Skip to main content

Reaction Database for benchmarking

Project description

SynRXN

SynRXN logo

PyPI version Release Last Commit Zenodo CI Stars

SynRXN is an open reaction benchmark repository for reproducible reaction-informatics evaluation.

SynRXN collects curated reaction datasets, canonical task folders, versioned data releases, and lightweight loading utilities for benchmarking atom-atom mapping, reaction classification, property prediction, reaction balancing, and synthesis/retrosynthesis workflows.

SynRXN Workflow

Highlights

  • Five task families: aam, classification, property, rbl, and synthesis.
  • Consistent tabular format: each dataset is a compressed CSV under Data/<task>/<name>.csv.gz.
  • Stable identifiers: most curated rows use r_id; task-specific columns store reactions, labels, targets, splits, mappings, or references.
  • Version-aware access: load data from Zenodo releases, GitHub tags, or exact Git commits.

**Dataset:**
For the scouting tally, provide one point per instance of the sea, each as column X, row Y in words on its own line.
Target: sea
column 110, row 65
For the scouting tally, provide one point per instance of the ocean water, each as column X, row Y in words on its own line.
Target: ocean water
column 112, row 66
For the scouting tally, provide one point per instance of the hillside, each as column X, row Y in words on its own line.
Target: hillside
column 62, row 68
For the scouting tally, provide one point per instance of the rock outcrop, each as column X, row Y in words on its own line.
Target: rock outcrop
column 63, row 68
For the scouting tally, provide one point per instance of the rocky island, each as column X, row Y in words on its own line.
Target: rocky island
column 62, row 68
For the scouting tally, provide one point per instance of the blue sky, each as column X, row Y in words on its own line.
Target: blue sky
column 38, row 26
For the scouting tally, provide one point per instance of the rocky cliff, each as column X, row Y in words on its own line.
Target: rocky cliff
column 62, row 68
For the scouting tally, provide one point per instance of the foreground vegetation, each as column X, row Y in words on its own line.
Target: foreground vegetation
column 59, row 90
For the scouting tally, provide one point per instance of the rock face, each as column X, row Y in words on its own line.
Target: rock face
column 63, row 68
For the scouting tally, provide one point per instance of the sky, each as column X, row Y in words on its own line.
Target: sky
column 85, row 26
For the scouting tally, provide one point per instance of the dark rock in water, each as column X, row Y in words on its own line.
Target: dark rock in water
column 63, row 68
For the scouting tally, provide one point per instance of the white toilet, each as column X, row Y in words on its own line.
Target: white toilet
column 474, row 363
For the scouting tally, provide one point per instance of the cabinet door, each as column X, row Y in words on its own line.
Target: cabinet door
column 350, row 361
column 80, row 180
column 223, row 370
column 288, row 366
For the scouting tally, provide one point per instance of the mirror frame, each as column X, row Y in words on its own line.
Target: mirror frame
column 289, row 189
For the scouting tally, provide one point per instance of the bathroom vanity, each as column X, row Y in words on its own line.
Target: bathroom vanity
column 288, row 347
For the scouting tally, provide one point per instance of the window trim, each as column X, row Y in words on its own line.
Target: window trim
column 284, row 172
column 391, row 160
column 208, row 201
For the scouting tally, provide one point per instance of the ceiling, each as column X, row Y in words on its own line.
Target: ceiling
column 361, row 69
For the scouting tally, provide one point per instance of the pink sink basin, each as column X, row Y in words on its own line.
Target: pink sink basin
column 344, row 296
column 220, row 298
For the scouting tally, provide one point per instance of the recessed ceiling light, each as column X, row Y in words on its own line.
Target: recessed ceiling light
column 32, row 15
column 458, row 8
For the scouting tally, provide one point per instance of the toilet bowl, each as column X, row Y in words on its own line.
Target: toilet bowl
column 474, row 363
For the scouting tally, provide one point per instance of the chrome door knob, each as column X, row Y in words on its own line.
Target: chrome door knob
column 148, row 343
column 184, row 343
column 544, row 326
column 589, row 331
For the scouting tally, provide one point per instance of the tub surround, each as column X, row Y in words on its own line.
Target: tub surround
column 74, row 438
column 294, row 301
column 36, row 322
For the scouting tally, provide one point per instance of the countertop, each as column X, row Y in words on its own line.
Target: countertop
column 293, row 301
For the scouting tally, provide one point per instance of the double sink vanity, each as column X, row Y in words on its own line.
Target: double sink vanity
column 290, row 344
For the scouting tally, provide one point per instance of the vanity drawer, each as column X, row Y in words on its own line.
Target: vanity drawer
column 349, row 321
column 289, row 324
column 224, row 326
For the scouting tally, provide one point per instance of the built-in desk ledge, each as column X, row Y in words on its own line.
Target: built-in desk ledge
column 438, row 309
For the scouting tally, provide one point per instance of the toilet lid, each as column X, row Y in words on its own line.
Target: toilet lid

**Task objective:** Pick up the SynRXN project description after its last highlight and continue it.

**Exercise response:**
  • Reproducible benchmarking: use published splits when present, or generate deterministic repeated k-fold splits through synrxn.split.

Installation

SynRXN requires Python 3.11 or later.

pip install synrxn

Install optional dependencies when you need the broader tooling stack:

pip install "synrxn[all]"

For development:

git clone https://github.com/TieuLongPhan/SynRXN.git
cd SynRXN
python -m venv .venv
source .venv/bin/activate
pip install -e ".[dev]"

Quick Start

from pathlib import Path
from synrxn.data import DataLoader

dl = DataLoader(
    task="classification",
    source="zenodo",
    version="1.0.0",
    cache_dir=Path("~/.cache/synrxn").expanduser(),
)

print(dl.available_names())
df = dl.load("schneider_b")
print(df.shape)
print(df.columns.tolist())

Use an exact commit for development snapshots you want to reproduce later:

from pathlib import Path
from synrxn.data import DataLoader

dl = DataLoader(
    task="property",
    source="commit",
    version="3e1612e2199e8b0e369fce3ed9aff3dda68e4c32",
    cache_dir=Path("~/.cache/synrxn").expanduser(),
    gh_enable=True,
)

df = dl.load("b97xd3")
print(df[["r_id", "ea", "dh"]].head())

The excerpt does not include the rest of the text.